Rename "Target" to "Object" in every one of the rows below, leaving all other text unchanged.
===== INPUT RECORDS =====
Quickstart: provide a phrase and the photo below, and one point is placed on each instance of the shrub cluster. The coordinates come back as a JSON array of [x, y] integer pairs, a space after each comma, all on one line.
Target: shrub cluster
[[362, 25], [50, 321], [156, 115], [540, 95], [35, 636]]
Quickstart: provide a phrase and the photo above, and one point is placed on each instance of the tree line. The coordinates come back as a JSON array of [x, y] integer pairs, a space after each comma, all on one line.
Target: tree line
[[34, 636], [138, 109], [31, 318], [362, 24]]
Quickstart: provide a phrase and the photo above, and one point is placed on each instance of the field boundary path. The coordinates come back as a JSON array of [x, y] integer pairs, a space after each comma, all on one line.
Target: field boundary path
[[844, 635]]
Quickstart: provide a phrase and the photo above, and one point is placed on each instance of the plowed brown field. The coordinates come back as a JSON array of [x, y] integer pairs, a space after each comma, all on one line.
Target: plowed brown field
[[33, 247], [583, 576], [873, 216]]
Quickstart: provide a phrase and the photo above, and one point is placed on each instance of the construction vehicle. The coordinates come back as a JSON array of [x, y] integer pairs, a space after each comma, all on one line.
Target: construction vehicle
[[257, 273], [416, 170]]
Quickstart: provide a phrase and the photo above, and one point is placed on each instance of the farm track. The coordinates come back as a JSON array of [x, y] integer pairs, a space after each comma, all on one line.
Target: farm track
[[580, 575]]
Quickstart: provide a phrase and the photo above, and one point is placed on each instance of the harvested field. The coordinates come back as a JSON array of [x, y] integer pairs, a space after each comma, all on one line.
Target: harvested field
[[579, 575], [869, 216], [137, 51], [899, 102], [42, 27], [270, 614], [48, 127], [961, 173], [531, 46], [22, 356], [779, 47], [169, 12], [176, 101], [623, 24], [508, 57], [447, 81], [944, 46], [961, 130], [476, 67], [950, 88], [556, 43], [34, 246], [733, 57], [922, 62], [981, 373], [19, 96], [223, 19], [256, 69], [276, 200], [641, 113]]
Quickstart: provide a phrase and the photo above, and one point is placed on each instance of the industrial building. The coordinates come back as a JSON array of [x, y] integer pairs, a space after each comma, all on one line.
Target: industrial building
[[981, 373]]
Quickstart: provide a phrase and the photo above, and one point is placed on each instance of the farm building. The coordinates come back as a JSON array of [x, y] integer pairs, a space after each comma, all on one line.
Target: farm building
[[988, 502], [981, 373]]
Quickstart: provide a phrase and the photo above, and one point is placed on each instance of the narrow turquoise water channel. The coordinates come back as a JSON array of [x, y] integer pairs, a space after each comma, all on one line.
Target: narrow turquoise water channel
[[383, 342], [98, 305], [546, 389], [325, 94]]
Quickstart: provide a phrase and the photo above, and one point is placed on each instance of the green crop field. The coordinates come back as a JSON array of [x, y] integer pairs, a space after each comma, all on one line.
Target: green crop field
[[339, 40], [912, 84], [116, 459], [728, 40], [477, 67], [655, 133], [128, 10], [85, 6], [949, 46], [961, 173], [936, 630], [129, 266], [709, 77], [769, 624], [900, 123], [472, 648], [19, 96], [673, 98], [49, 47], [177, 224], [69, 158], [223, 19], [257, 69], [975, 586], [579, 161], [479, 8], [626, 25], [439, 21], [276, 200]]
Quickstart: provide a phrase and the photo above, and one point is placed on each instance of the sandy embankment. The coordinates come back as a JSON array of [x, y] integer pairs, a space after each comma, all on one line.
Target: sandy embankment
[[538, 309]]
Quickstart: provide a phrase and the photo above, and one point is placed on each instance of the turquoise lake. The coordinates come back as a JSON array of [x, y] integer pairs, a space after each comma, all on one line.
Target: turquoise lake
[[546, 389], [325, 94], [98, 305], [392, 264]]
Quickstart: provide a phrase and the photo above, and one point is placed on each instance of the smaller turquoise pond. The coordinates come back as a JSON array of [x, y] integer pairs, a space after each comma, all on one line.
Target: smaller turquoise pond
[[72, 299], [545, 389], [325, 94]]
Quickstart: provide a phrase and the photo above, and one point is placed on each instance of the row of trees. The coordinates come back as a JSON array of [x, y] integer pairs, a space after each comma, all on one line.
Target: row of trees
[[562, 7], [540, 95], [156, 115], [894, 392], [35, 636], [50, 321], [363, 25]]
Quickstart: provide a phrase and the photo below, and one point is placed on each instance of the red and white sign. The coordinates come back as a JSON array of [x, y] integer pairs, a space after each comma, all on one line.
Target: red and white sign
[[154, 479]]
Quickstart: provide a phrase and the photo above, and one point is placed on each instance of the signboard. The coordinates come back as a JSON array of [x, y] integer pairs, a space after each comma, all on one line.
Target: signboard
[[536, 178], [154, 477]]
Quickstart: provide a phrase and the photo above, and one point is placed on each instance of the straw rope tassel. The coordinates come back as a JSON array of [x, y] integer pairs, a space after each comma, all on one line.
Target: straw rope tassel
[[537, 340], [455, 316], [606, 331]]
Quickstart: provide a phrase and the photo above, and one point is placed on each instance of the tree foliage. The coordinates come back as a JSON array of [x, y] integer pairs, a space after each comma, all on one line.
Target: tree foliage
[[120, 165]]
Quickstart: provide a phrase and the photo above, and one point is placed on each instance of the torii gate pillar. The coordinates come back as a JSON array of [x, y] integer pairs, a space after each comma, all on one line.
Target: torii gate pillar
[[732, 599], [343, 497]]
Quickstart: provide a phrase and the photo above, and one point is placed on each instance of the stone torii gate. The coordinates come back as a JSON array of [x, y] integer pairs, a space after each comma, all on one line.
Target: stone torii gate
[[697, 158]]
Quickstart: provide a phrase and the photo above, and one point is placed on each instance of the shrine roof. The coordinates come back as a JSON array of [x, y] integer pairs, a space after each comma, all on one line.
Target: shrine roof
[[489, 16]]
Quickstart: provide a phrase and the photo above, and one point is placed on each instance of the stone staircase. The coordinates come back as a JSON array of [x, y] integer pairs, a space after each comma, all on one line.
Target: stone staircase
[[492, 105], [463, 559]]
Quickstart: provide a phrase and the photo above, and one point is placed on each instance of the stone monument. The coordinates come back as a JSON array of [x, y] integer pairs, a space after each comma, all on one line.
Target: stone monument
=====
**COMPLETE ANSWER**
Quickstart: provide a phrase and the photo below, and one point is placed on each instance of the shrub cluster. The coordinates come back as a JSON array of [x, y] integer pairs, a space after each comma, all on one line.
Object: shrub cluster
[[362, 25], [50, 321], [156, 115], [540, 95], [35, 636]]
Quickstart: provide a phrase and the photo above, and one point is placed on each instance of the tree line. The coordinates come back as a JSON array of [x, y] integer pairs, a space after each comma, all on one line.
Object: tree line
[[34, 636], [138, 109], [31, 318], [362, 24]]
Quickstart: provide a phrase and the photo above, and one point is placed on each instance of the field boundary path. The coordinates come back as a JSON array of [x, y] integer pairs, a space after each comma, all on one line.
Object: field boundary path
[[844, 635]]
Quickstart: provide a phrase and the photo above, and one point is placed on each instance of the plowed brown field. The coordinates come back as a JSON array of [x, y] integer pairs, a space after each comma, all on one line.
Object: plowed brown field
[[33, 247], [583, 576], [873, 216]]
Quickstart: provide a phrase and the photo above, and one point is placed on each instance of the construction vehicle. The coordinates come back as a JSON array of [x, y] integer pairs, a space after each comma, all on one line.
Object: construction vehicle
[[257, 273], [416, 170]]
Quickstart: provide a phrase and the photo above, and one point is placed on each instance of the farm track. The coordinates come back as a JSON array of [x, y] integer pairs, a space after each comma, all on one line.
Object: farm track
[[580, 575]]
Quickstart: provide a phrase and the photo above, and one point is placed on each instance of the harvested field. The coordinates come back as a JSON array of [x, y] integer pairs, a space after each comma, all on one line.
Object: harvested field
[[579, 575], [869, 216], [137, 51], [899, 102], [42, 27], [270, 614], [48, 127], [961, 173], [531, 46], [22, 356], [779, 47], [169, 12], [176, 101], [623, 24], [508, 57], [447, 81], [944, 46], [961, 130], [476, 67], [950, 88], [556, 43], [34, 246], [733, 57], [922, 62], [981, 373], [19, 96], [223, 19], [256, 69], [276, 200], [641, 113]]
Quickstart: provide a phrase and the photo above, and one point is placed on each instance of the industrial building. The coordinates come back as a JSON array of [x, y] integer pairs, a space after each comma, all on one line.
Object: industrial building
[[981, 373]]
Quickstart: provide a phrase and the photo above, and one point is placed on each instance of the farm building. The coordinates come back as a JSON array of [x, y] integer pairs, a space after each comma, all on one line.
Object: farm building
[[988, 502], [981, 373]]
Quickstart: provide a phrase and the photo above, and one point is placed on each instance of the narrow turquoise water channel. The coordinates come back as a JSON array of [x, y] integer pairs, a space after each comma, all on one line.
Object: narrow turquoise water channel
[[383, 342], [98, 305], [546, 389], [325, 94]]
Quickstart: provide a phrase and the photo above, and one point is placed on each instance of the green crop field. The coordinates come back as a JSON array of [x, y] integer pairs, a space after each comma, all on one line.
Object: green crop field
[[339, 40], [912, 84], [116, 459], [728, 40], [477, 67], [655, 133], [128, 10], [85, 6], [949, 46], [961, 173], [936, 630], [129, 266], [709, 77], [769, 624], [900, 123], [472, 648], [19, 96], [673, 98], [49, 47], [177, 224], [69, 158], [223, 19], [257, 69], [975, 586], [579, 161], [479, 8], [626, 25], [439, 21], [276, 200]]
Quickstart: provide a phrase and the photo above, and one point is placed on each instance of the sandy embankment. The coordinates come back as a JSON array of [x, y] integer pairs, a space after each comma, all on one line.
Object: sandy embankment
[[538, 309]]
Quickstart: provide a phrase and the photo above, and one point is placed on each instance of the turquoise lake. The coordinates come back as a JSON array of [x, y] integer pairs, a space after each comma, all on one line.
Object: turquoise lake
[[546, 389], [325, 94], [98, 305], [392, 264]]
Quickstart: provide a phrase and the photo above, and one point is placed on each instance of the smaller turquoise pond. The coordinates come back as a JSON array of [x, y] integer pairs, a space after each comma, all on one line.
Object: smaller turquoise pond
[[72, 299], [545, 389], [325, 94]]
Quickstart: provide a phrase and the photo above, and one point is placed on each instance of the row of trees. The coordinates come back as a JSON array of [x, y] integer pairs, a space after each comma, all on one line.
Object: row of trees
[[562, 7], [540, 95], [156, 115], [894, 392], [35, 636], [50, 321], [363, 25]]
Quickstart: provide a phrase and the photo below, and one point is placed on each instance of the red and white sign. The coordinates come back as a JSON array of [x, y] integer pairs, a space after each comma, all on one line.
Object: red and white sign
[[154, 479]]
Quickstart: provide a phrase and the photo above, and one point is placed on each instance of the signboard. The coordinates come back as a JSON array of [x, y] integer pairs, a space after each comma, all on one line.
Object: signboard
[[536, 178], [154, 477]]
Quickstart: provide a phrase and the photo above, and one point is placed on each instance of the straw rope tassel. The coordinates come back as a JSON array of [x, y] integer pairs, a space after each comma, all on one line.
Object: straw rope tassel
[[537, 340], [455, 316], [606, 331]]
Quickstart: provide a phrase and the photo above, and one point is placed on each instance of the tree foliage. The coordinates come back as a JSON array of [x, y] integer pairs, a space after each comma, all on one line.
Object: tree foliage
[[120, 165]]
Quickstart: provide a phrase and the photo above, and one point is placed on each instance of the torii gate pillar. The coordinates come back as a JSON array of [x, y] integer pairs, a space after each comma, all on one line.
Object: torii gate pillar
[[732, 599], [343, 497]]
Quickstart: provide a phrase and the photo above, and one point is placed on each instance of the stone torii gate. The coordinates come back as a JSON array of [x, y] integer pairs, a space after each comma, all on one line.
Object: stone torii gate
[[697, 158]]
Quickstart: provide a phrase and the photo above, and one point is placed on each instance of the shrine roof. The coordinates come back as a JSON array of [x, y] integer pairs, a space after each comma, all on one line.
Object: shrine roof
[[489, 16]]
Quickstart: provide a phrase and the photo above, and one point is placed on each instance of the stone staircase. The coordinates come back as a JSON array of [x, y] integer pairs, a space after each comma, all on one line.
Object: stone staircase
[[492, 105], [463, 559]]
Quickstart: provide a phrase and the photo above, and one point is placed on each instance of the stone monument. The coordinates come back as a JSON array of [x, y] integer pairs, a space after each comma, all on one line.
Object: stone monument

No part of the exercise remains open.